Task requirements: Pick out and copy every line of the listing below that contains the string "ridged", treating uppercase and lowercase as different.

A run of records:
•••
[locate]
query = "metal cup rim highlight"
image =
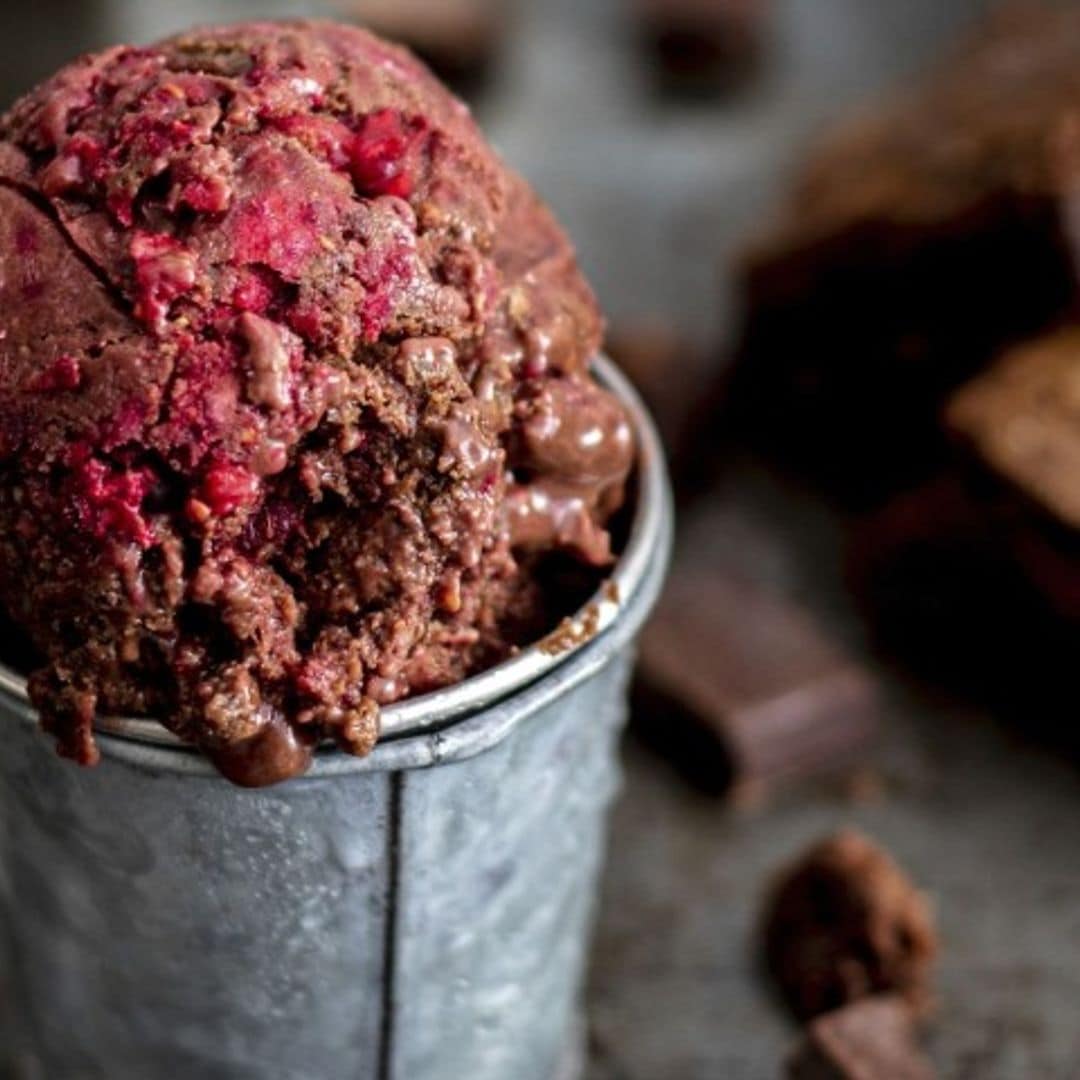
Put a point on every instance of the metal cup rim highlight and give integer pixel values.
(503, 693)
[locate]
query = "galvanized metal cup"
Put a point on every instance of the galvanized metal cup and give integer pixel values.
(422, 913)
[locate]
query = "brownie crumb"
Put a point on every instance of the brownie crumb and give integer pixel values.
(872, 1039)
(845, 922)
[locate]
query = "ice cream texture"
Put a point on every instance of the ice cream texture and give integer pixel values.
(294, 393)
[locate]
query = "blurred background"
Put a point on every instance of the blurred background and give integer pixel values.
(829, 653)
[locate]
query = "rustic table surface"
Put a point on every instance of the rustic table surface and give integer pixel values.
(658, 197)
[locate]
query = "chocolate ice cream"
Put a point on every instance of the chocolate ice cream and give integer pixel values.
(294, 393)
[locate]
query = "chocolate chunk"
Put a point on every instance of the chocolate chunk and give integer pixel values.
(703, 48)
(745, 686)
(665, 368)
(918, 241)
(845, 922)
(872, 1039)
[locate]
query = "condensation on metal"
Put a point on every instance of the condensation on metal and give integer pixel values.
(375, 920)
(434, 710)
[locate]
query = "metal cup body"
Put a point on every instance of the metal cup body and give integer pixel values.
(421, 914)
(401, 922)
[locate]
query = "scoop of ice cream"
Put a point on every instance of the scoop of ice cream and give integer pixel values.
(294, 392)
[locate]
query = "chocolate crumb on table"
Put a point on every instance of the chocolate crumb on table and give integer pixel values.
(740, 686)
(845, 922)
(871, 1039)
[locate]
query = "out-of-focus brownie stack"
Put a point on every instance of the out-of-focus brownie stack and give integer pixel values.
(912, 348)
(919, 241)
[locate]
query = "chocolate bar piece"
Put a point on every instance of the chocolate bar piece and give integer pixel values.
(740, 685)
(845, 922)
(872, 1039)
(703, 48)
(919, 240)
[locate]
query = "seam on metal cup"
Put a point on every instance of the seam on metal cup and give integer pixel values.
(442, 726)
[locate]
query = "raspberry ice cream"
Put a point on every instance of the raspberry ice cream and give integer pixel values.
(294, 393)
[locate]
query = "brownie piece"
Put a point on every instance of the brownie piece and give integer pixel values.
(919, 240)
(845, 922)
(871, 1039)
(1022, 420)
(741, 686)
(702, 48)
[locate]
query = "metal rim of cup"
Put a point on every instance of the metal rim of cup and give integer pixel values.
(504, 692)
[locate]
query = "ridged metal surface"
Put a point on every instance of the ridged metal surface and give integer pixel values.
(418, 915)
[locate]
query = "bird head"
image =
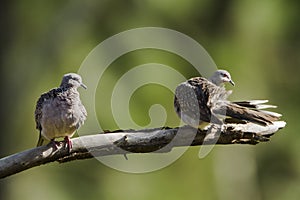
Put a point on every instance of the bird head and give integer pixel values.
(72, 80)
(221, 76)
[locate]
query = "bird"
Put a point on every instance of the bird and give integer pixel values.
(59, 112)
(200, 101)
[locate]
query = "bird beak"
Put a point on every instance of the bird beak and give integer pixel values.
(84, 86)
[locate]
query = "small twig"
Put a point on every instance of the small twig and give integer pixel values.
(158, 140)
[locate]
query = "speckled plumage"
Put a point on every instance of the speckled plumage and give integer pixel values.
(199, 100)
(59, 112)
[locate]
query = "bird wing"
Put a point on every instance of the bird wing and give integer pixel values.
(195, 98)
(38, 110)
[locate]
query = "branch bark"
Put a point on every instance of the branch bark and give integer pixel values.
(157, 140)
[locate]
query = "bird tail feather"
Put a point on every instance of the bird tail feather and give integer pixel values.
(252, 115)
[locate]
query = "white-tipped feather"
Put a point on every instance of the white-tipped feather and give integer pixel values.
(272, 113)
(265, 106)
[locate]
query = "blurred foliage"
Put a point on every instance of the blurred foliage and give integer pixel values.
(257, 41)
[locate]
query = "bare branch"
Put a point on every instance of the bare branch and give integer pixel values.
(121, 142)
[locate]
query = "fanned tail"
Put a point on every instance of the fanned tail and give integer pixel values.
(252, 115)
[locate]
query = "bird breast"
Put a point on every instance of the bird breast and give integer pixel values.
(61, 117)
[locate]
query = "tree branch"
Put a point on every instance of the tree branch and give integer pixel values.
(123, 142)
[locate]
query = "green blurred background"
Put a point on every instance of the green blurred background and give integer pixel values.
(257, 41)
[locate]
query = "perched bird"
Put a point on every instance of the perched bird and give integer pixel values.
(59, 112)
(199, 100)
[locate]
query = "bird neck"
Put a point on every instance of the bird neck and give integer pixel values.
(215, 81)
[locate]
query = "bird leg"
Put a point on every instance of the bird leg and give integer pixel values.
(54, 143)
(68, 143)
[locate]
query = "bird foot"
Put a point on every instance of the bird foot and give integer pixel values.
(68, 143)
(54, 144)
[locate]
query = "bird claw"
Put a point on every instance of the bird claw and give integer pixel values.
(69, 144)
(54, 144)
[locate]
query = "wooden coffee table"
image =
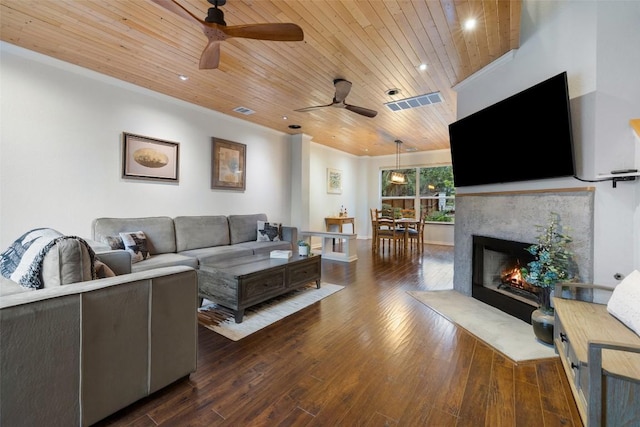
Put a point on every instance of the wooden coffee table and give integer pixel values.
(242, 282)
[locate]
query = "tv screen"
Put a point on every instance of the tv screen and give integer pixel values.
(521, 138)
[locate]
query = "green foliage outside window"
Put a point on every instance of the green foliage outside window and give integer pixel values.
(435, 197)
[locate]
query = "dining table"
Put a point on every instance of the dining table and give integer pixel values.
(406, 224)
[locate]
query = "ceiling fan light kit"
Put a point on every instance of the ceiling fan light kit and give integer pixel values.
(398, 177)
(216, 30)
(343, 87)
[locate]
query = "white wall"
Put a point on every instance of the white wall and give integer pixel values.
(60, 151)
(586, 39)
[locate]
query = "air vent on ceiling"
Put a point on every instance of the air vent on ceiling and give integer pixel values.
(243, 110)
(414, 102)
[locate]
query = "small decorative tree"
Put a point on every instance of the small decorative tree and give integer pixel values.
(551, 263)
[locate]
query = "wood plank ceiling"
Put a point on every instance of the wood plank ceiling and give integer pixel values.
(377, 45)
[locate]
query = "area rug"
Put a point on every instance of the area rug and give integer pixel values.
(509, 335)
(220, 319)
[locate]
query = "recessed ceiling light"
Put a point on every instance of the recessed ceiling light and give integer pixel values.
(470, 24)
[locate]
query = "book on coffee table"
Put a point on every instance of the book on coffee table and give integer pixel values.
(281, 254)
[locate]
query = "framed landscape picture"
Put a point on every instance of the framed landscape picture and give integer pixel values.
(149, 158)
(334, 181)
(228, 169)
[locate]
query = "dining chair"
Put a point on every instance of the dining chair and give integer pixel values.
(416, 235)
(408, 213)
(387, 229)
(374, 228)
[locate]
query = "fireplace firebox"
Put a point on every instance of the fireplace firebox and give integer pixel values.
(496, 276)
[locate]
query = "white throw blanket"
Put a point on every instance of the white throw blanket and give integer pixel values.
(22, 261)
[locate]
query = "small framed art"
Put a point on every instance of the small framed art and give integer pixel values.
(150, 158)
(228, 169)
(334, 181)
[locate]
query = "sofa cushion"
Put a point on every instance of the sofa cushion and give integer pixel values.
(218, 253)
(159, 231)
(244, 228)
(135, 242)
(70, 260)
(194, 232)
(114, 242)
(265, 247)
(164, 260)
(43, 258)
(269, 231)
(624, 303)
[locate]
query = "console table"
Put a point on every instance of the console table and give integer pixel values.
(601, 358)
(339, 221)
(242, 282)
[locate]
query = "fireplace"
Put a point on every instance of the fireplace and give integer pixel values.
(496, 278)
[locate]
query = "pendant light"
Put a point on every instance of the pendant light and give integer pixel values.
(398, 177)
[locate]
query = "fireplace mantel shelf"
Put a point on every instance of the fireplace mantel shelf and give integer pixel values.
(518, 192)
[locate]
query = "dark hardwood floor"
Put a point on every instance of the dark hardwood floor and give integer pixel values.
(369, 355)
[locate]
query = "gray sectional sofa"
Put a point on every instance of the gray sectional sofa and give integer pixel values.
(81, 348)
(192, 240)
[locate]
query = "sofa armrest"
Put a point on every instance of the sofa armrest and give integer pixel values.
(290, 234)
(118, 261)
(578, 291)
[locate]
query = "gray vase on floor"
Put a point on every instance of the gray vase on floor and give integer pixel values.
(542, 322)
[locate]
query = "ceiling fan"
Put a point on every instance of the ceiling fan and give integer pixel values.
(217, 30)
(342, 90)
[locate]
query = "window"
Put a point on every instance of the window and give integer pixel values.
(429, 190)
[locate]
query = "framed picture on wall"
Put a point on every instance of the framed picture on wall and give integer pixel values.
(228, 169)
(149, 158)
(334, 181)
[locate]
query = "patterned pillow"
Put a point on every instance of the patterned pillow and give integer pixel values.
(269, 231)
(135, 242)
(114, 242)
(624, 303)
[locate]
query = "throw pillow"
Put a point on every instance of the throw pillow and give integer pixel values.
(103, 270)
(624, 303)
(136, 243)
(114, 242)
(269, 231)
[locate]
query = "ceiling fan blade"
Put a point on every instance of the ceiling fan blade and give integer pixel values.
(361, 110)
(178, 9)
(343, 87)
(315, 107)
(275, 32)
(210, 57)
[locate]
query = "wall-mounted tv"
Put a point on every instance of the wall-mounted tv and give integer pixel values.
(521, 138)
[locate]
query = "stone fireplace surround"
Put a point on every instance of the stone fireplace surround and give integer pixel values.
(514, 216)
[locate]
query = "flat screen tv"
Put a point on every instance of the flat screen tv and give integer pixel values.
(521, 138)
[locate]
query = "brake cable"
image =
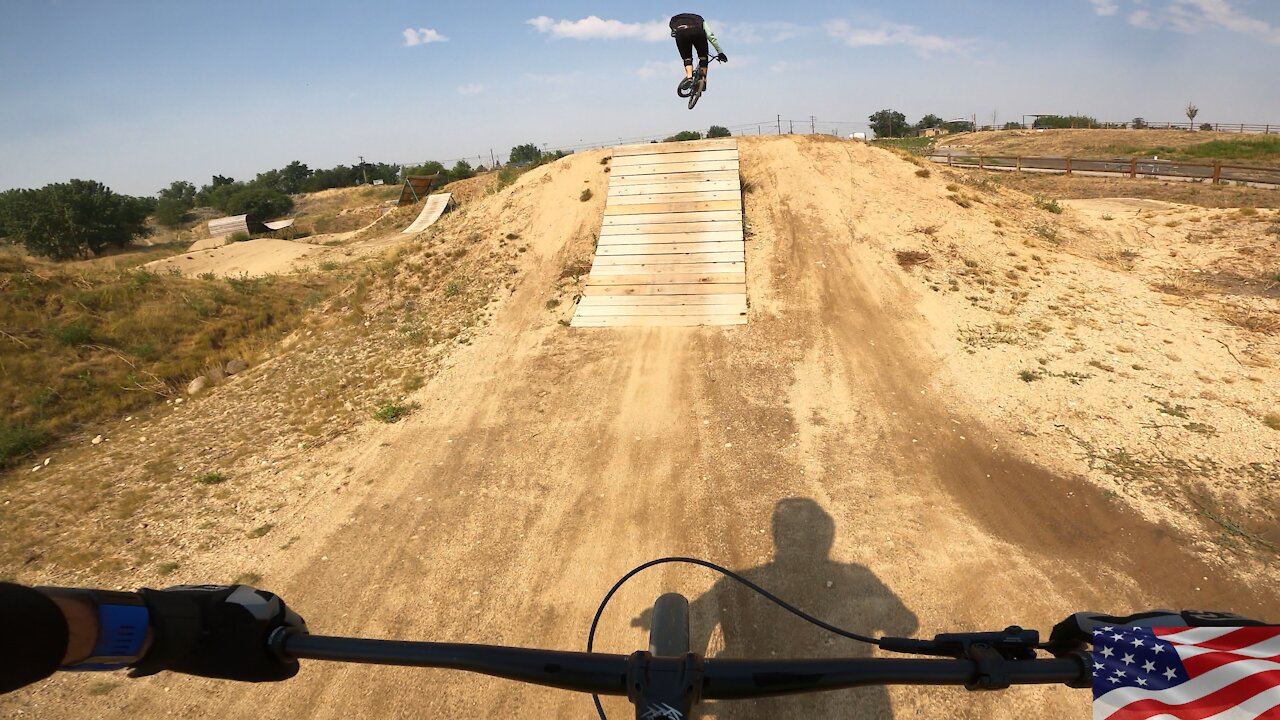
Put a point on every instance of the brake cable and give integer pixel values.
•••
Exercise answer:
query = "ridged metal surface"
Put a point on every instance of the ridged metal surface and give integer pixel values.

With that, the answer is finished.